What you are asked to do —
Rewrite the listing below, changing each "keypoint" to "target point" and leaving everything else untouched.

-- Begin --

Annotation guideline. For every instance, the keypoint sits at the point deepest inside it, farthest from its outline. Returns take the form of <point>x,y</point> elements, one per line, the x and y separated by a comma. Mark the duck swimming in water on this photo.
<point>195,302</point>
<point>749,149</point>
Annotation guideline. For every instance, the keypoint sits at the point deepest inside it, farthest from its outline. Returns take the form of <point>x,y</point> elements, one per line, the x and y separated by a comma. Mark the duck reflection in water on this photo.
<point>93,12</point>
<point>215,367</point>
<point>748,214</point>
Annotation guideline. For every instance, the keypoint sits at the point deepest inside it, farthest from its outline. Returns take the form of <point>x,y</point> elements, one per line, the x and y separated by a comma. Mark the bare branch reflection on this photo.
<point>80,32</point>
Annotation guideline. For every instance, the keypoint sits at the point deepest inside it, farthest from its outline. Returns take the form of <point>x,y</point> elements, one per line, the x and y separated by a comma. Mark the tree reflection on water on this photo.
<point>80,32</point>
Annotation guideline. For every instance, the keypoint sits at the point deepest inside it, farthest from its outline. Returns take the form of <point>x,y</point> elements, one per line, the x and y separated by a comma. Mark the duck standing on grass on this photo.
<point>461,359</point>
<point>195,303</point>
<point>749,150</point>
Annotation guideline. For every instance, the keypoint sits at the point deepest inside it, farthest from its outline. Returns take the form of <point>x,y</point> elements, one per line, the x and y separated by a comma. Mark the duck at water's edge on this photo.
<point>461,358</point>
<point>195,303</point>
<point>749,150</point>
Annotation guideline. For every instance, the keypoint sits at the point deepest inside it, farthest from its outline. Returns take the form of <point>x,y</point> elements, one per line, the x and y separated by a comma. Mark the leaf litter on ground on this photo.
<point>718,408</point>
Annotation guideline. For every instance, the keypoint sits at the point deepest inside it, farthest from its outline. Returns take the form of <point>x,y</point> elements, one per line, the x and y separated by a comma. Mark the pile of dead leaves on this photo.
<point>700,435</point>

-- End --

Written solution —
Annotation guideline. For every instance, the target point sits at the point deepest inside it, farthest from its outline. Returns take the form of <point>x,y</point> elements, one per line, the x and y separated by a comma. Mark the duck swimming in water on this photo.
<point>195,302</point>
<point>749,149</point>
Annotation guideline. For every instance, the target point sits at the point deepest inside it, farthest from its outline. Returns take the form of <point>x,y</point> elements, one per line, the x and y separated by a comma. Mark the duck reflection in water on this photo.
<point>93,12</point>
<point>215,367</point>
<point>748,214</point>
Annotation guideline. For every instance, the target point sits at the point deepest inside it, farthest from its outline. Returns take the form of <point>x,y</point> elements, one per line, the x and y separated by a comma. Mark the bare branch reflection on this photo.
<point>80,32</point>
Annotation guideline. For every instance, the target point sits at the point deepest inside it, farthest from its outline. Returns take the form of <point>x,y</point> elements, one per line, the x and y separated by a comma. Mark the tree reflection on water on this photo.
<point>80,32</point>
Annotation guideline. For every instance, the target point sits at the point deepest inside it, farthest from its outline. Returns take the form of <point>x,y</point> elements, one per line, the x and y separated by a comma. Mark the duck standing on grass on this photo.
<point>461,359</point>
<point>195,303</point>
<point>749,150</point>
Annotation guideline. For every instance, the target point sits at the point deepest inside it, farthest from its outline. Returns take the form of <point>x,y</point> elements, one per line, the x and y separated by a comma. Mark the duck at water's edge on this photo.
<point>461,358</point>
<point>195,303</point>
<point>749,150</point>
Annotation guideline. For every instance, the target point sits at the point deepest inside it, farthest from its outline. Returns take the form of <point>x,y</point> elements, one per line, the x and y separated by a comma. Mark the leaf litter on ground on this photo.
<point>718,408</point>
Annotation guideline. For every instance, the target point sits at the point deepest inside it, farthest from its outline. Returns take the form of <point>x,y</point> elements, one per line, the x and y separated by a comma. Mark the pile of dead leaves on this photo.
<point>700,435</point>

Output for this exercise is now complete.